Task statement —
Without the pictures, set down the records below word for word.

Records shown —
=-=-=

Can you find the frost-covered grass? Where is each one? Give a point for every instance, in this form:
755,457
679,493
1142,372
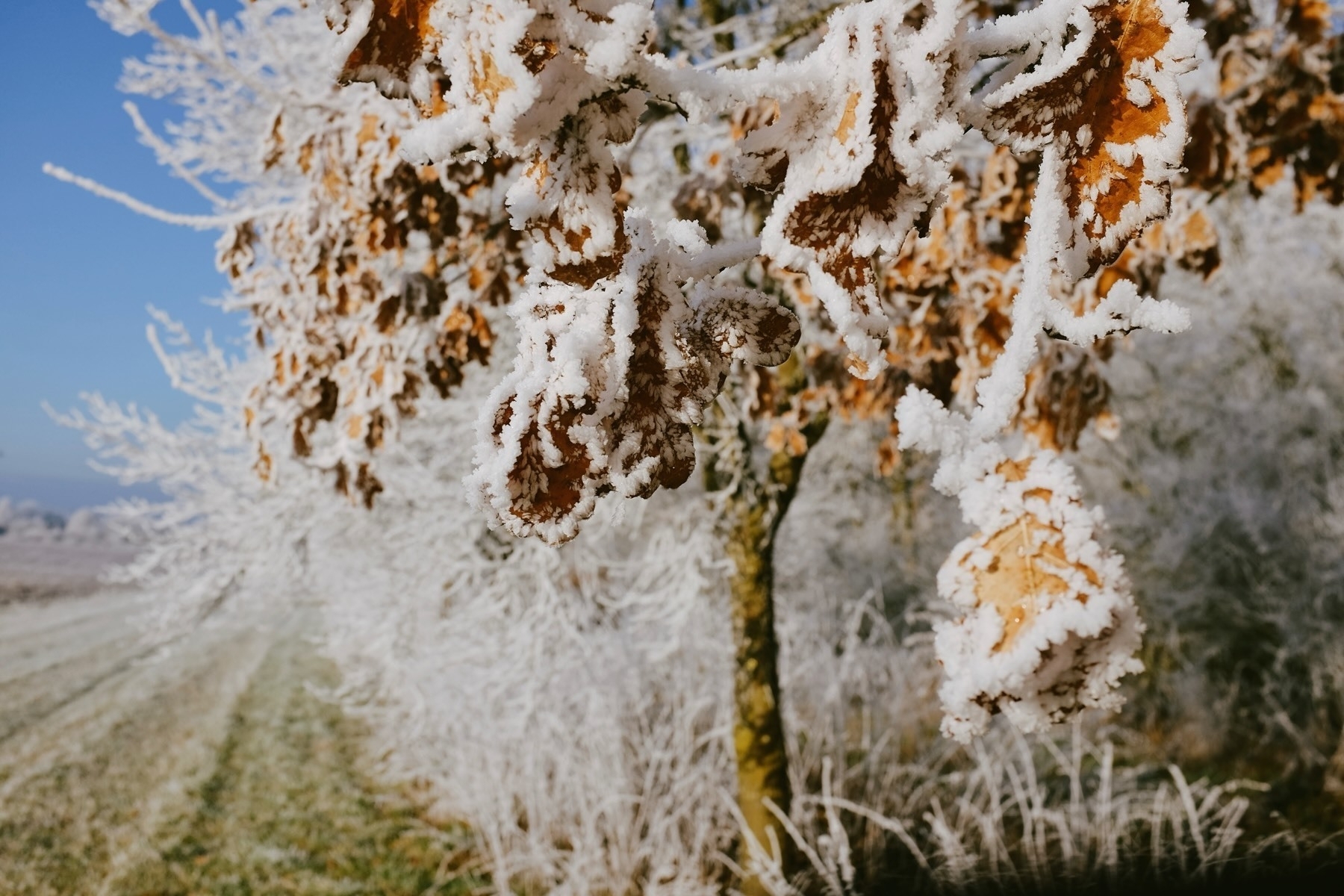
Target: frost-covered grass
210,766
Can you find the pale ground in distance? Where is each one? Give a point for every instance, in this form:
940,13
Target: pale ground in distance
208,765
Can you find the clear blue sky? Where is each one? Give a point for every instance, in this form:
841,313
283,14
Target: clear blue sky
77,270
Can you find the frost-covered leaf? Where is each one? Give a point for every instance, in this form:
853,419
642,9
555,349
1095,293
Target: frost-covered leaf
1105,108
1048,626
611,376
863,143
394,47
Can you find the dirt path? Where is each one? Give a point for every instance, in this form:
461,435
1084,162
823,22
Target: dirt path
208,768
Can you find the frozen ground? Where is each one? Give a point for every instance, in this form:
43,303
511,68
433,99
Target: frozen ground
33,568
208,765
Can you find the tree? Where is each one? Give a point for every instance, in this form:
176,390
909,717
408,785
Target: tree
631,317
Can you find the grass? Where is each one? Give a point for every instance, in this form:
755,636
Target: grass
288,812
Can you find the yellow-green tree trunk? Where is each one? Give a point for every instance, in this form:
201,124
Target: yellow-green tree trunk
752,514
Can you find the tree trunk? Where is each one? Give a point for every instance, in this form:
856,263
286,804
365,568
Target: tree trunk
752,514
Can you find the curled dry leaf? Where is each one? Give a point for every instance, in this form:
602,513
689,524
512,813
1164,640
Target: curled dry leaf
1107,113
862,158
1280,104
1048,625
609,381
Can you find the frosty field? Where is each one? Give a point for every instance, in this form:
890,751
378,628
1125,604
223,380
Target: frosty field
208,765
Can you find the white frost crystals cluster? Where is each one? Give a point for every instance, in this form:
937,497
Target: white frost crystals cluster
626,332
1048,625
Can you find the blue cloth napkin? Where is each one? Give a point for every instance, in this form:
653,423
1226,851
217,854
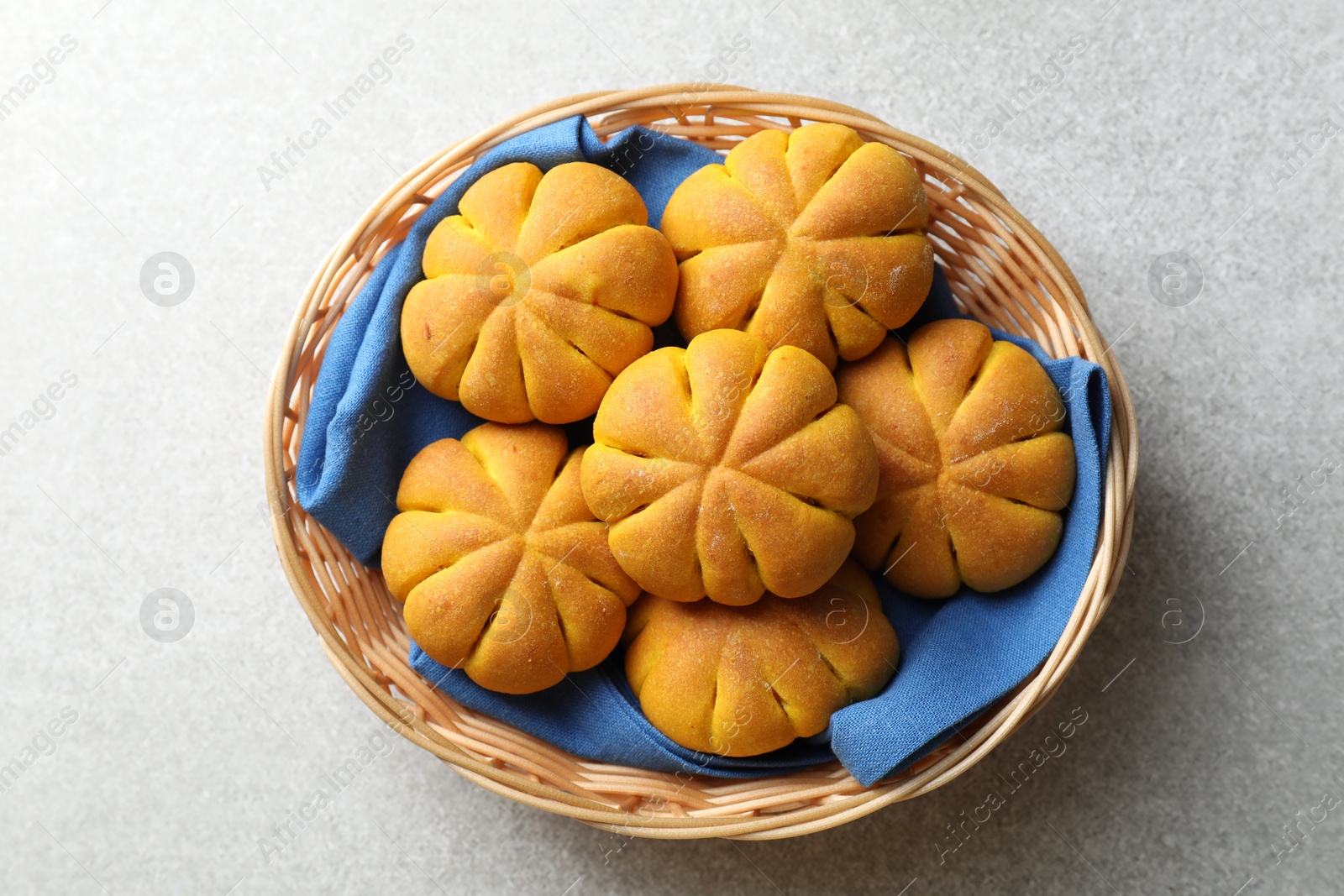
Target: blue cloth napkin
369,418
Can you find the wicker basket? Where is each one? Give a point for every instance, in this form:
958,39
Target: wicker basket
1001,270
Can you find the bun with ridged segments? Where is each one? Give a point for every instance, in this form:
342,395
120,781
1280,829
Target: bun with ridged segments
974,465
539,291
503,570
811,238
726,469
739,681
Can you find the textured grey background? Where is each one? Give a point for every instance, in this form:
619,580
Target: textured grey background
1167,134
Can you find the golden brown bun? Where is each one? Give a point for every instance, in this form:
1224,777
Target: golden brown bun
810,239
974,469
727,469
741,681
541,291
501,567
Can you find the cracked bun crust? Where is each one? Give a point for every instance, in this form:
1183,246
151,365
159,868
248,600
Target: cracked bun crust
974,465
739,681
727,470
539,291
811,239
503,570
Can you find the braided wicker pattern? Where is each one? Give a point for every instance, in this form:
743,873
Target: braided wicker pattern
1001,270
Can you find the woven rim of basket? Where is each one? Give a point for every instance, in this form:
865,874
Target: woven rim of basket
1001,271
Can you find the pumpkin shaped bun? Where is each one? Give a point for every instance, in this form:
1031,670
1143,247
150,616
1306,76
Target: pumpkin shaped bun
503,570
974,468
727,469
811,239
739,681
539,291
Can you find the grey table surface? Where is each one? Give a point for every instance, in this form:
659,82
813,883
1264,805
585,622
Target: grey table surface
1211,689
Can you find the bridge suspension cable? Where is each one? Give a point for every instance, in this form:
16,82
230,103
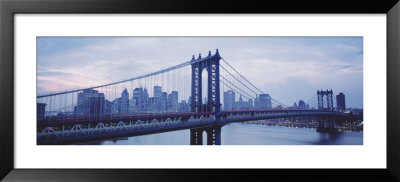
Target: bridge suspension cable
274,100
127,80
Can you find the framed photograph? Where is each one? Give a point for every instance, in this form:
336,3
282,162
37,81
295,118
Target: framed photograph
128,90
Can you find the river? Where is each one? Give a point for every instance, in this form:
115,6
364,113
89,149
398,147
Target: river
246,134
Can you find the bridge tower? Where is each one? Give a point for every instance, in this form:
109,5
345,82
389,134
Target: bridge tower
329,100
211,64
326,123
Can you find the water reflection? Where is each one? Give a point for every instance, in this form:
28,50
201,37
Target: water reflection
246,134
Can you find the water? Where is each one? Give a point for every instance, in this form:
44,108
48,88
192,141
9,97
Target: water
246,134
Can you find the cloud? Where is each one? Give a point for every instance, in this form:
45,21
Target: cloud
273,64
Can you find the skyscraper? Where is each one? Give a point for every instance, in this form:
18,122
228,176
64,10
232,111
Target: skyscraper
265,101
124,101
341,102
157,92
174,101
229,100
90,102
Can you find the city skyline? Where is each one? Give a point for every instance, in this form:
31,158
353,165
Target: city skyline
102,60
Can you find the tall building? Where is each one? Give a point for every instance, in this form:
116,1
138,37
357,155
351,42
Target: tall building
264,101
163,101
229,100
138,99
90,102
174,101
41,107
302,105
341,102
124,107
157,92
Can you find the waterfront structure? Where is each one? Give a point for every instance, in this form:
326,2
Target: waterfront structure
124,105
41,109
204,117
90,102
264,102
341,102
229,100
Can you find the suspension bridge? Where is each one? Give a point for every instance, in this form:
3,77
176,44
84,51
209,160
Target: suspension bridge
107,111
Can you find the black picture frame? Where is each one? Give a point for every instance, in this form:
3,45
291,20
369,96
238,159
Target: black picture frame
8,8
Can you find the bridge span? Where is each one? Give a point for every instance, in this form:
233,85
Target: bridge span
87,114
76,129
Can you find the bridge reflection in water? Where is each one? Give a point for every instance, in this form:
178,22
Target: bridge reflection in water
245,134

=-=-=

Reply —
Can you find the frost-covered grass? Where is each one? Give a point for every instance, in this form:
755,457
679,493
1142,372
Target: frost-covered grass
210,766
Can you find the pale ground in distance? Where is each one? Give a point for every instance, in this form:
940,13
Target: pale ground in distance
208,765
Can you find the clear blue sky? Where is each one? Give a point for every instance, in this form:
841,313
283,14
Target: clear blue sky
77,270
Can you find the frost-covered leaf? Where is each one? Give a point for every instance, in this form:
853,419
642,9
555,349
1095,293
Target: frost-covered leaf
1105,108
1048,626
611,376
863,143
394,47
Can you find the dirt path? Where is each one? Give a point for every instance, in this form:
461,435
1084,162
823,22
Target: dirt path
208,768
Can you find the frozen ground? Where is each one? Give a point for every instance, in this form:
43,303
511,68
433,99
Target: frozen ground
33,568
208,765
Can you find the tree? Where is each one? Give a point for every instance, in this form:
176,390
909,717
408,785
Target: tree
631,317
Can you find the grass? Where is each one? Give a point for every instance, in this form:
755,636
Target: grass
288,812
Can you find the yellow-green tree trunk? Where is each one? Give a point for every instance, in this form:
201,124
Target: yellow-green tree trunk
752,514
Can you find the tree trunk? Where is each one? Give a point for every instance, in this form:
856,263
286,804
365,568
Target: tree trunk
752,514
Can you find the curled dry leaf? Where is each one? Give a point for every instance, in this form:
602,513
689,524
512,813
1164,640
Target: curled dry leaf
1107,113
862,158
1280,104
1048,625
609,381
Can you find the frosty field? Where is each one? Give a point for every instance, in this form:
890,751
378,628
1125,604
223,380
Target: frosty field
208,765
Can you find the white frost crystals cluster? Where is each one? Give a point for every instance, in this form:
937,497
Target: white frost crystals cluster
626,332
1048,625
Can you find the blue cloth napkin? Where is each one? Give a point for every instance, in this form:
653,423
1226,851
217,854
Target: blue cloth napkin
369,418
Can you find the wicker basket? Where is each one? Give a point for every instance, in this form:
958,39
Target: wicker basket
1001,270
Can you find the bun with ridged segments? Where is each one? Give a point for every instance, in this form:
342,395
120,781
1280,829
Target: bun with ridged segments
974,465
539,291
503,570
811,238
726,469
739,681
Can you find the textured grey background? Where is each one? Give a point for every instance, in this form:
619,580
Target: textured grey background
1167,134
Can you find the golden brown bun? Where is each one? Give a point for every instance, in this form:
1224,777
Target: golden brown bun
810,239
974,469
727,469
741,681
541,291
501,567
Can you find the cracked bun crust? Where is each one? Give a point for every instance, in this form:
1183,246
151,365
159,868
248,600
Target: cracked bun crust
974,465
739,681
727,470
539,291
811,239
503,570
Can you find the braided wicker pattern? Where is each one? Give a point for every instance, in this form:
743,873
Target: braided wicker pattern
1001,270
Can you find the woven rim of basket? Where is each one? Give a point for every instance, in this form:
865,874
Target: woven rim of basket
1001,271
Can you find the pumpkin shaped bun? Where is each one? Give a point for every instance, in this form:
1031,670
1143,247
150,616
1306,76
Target: pumpkin shaped bun
503,570
974,468
727,469
811,239
739,681
539,291
Can you find the grey table surface? Where is each one? Give a point for every instance, in this form:
659,82
813,883
1264,805
585,622
Target: grey table surface
1211,689
Can you find the bridge suspension cable? Where is each one? Give a point for every instance, in this form:
16,82
230,103
Target: bridge suspension cable
274,100
127,80
Can you find the framed photograph? Where is each one? Give a point for every instance, in this form:
336,3
282,162
37,81
295,118
Target: framed photograph
128,90
Can you find the river? Where is each one? Give a point for every instance, in this form:
115,6
364,113
89,149
398,147
Target: river
246,134
Can you find the bridge tower? Where is each one? Give a point for every instance, in this form:
109,5
345,82
389,134
Target: bridge tower
329,100
211,64
326,123
Can you find the water reflection? Where is each one? Give a point for every instance, in this form:
28,50
201,37
Target: water reflection
246,134
Can you find the water? Where is each one? Give a point for every instance, in this form:
44,108
48,88
192,141
9,97
Target: water
246,134
Can you find the cloud? Where is each one? Give a point for every instance, in this form:
45,21
Target: cloud
273,64
Can you find the skyscraper? Where is each one? Give a point for every instance, in this form:
18,122
228,176
64,10
232,111
Target: skyscraper
265,101
124,101
341,102
157,92
174,101
229,100
90,102
Can you find the city skyline? Where is each one? Give a point for every instance, in this form:
31,158
353,165
Target: city skyline
102,60
Can you find the tall building? Where is each one? Give a point for every instance, in this form:
116,1
138,37
357,155
351,42
Target: tall building
264,101
163,101
229,100
138,99
90,102
174,101
41,107
302,105
341,102
124,107
157,92
Can you find the waterfront structure? Where is each one? Give a point for every instance, in this form:
326,2
Target: waterfront structure
124,105
41,109
204,117
90,102
264,102
341,102
229,100
Can you find the suspension bridge? Where is each one? Give a point for every instance, in this form:
3,77
176,44
84,51
209,160
Target: suspension bridge
107,111
Can you find the black picture frame? Where is each one? Give a point for every instance, in this form:
3,45
291,20
369,96
238,159
Target: black picture frame
8,8
Can you find the bridge span? Where is each one? Give a point for every instance, in this form:
233,85
Target: bridge span
87,114
76,129
Can you find the bridge reflection in water? Where is each one? Give a point for every instance, in this form:
178,22
Target: bridge reflection in water
245,134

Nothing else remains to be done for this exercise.